> [Document excerpt]
AGI Home | About AGIContact UsSearch 

Subcommittee on Energy and Water Development FY 2009 Appropriations

Written Testimony Submitted by
Linda Rowan, Director of Government Affairs
American Geological Institute
to the U.S. House of Representatives
Subcommittee on Energy and Water Development Appropriations
March 19, 2008

To the Chairman and Members of the Subcommittee:

Thank you for this opportunity to provide the American Geological Institute's perspective on fiscal year (FY) 2009 appropriations for geoscience programs within the Subcommittee's jurisdiction. The President's budget request for Department of Energy (DOE) research programs provides no funding for oil and gas research and development (R&D), eliminates mandated direct spending of $50 million for unconventional onshore and ultra deep water offshore natural gas R&D, includes a decimating cut to hydropower R&D and does not fulfill some of the geothermal and carbon sequestration R&D funding authorized in the Energy Independence and Security Act of 2007.

> [Dataset rows]
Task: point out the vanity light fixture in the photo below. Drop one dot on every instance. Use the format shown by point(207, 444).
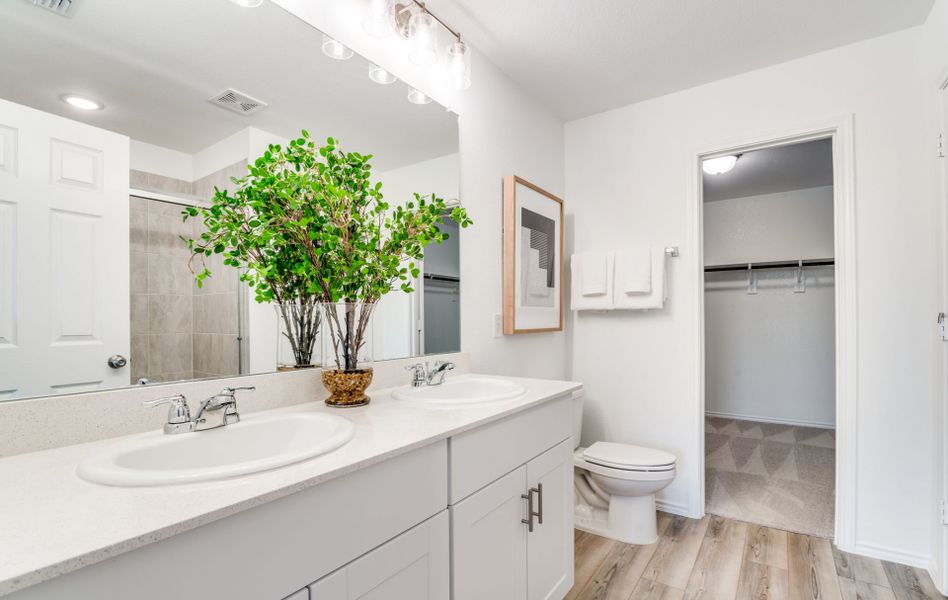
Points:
point(335, 49)
point(379, 18)
point(416, 96)
point(380, 75)
point(414, 22)
point(81, 102)
point(719, 165)
point(459, 66)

> [What you should do] In the testimony on FY 2009 appropriations, how much mandated direct spending for unconventional onshore and ultra deep water offshore natural gas R&D does the President's budget request eliminate?

> [Task output] $50 million